[[ EXTRACTED ENTRIES, beginning ]]
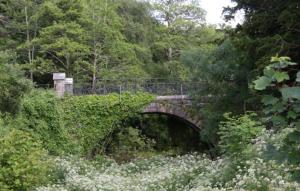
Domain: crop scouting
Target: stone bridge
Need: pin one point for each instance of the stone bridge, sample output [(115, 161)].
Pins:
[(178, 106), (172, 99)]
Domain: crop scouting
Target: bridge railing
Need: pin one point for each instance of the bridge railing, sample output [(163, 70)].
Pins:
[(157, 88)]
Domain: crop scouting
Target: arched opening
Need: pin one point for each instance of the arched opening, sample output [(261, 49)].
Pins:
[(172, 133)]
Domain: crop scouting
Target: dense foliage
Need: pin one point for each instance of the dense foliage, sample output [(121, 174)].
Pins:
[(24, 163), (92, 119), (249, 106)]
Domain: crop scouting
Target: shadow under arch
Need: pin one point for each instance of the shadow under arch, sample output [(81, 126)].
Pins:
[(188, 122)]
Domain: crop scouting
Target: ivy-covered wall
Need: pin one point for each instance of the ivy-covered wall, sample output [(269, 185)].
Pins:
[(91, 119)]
[[ EXTRACTED ENTRIES, end ]]
[[ EXTRACTED ENTRIES, beginning ]]
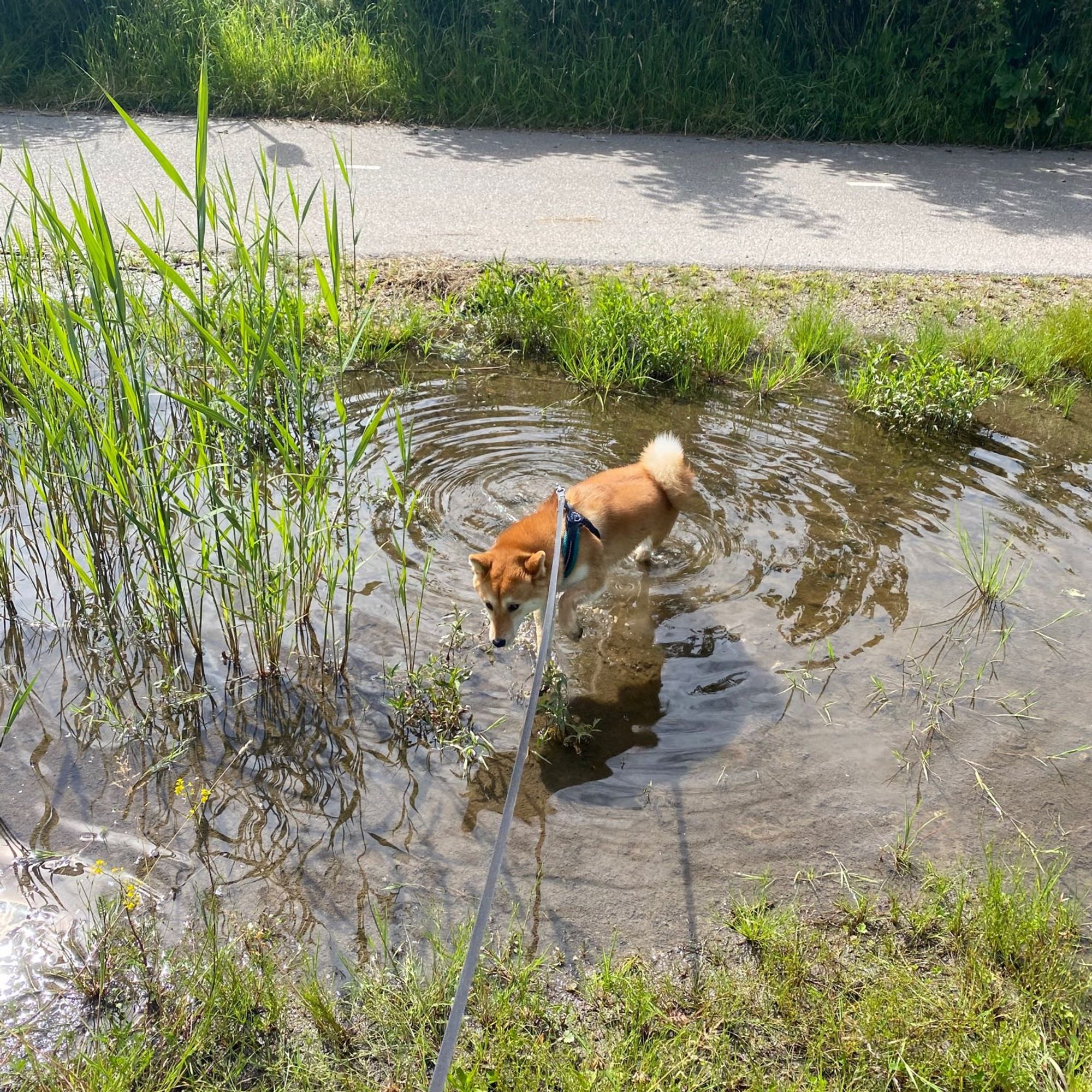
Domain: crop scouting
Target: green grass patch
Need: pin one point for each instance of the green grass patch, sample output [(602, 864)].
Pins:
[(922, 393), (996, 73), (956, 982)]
[[ EXTRACTED ENTRIES, end ]]
▸ TASK DIRECTIONS: Go through the entries above and report each line with the string "under" in it.

▸ SOLUTION:
Target: shadow under arch
Need: pin one point for each instance of the shadow under arch, sample output [(81, 126)].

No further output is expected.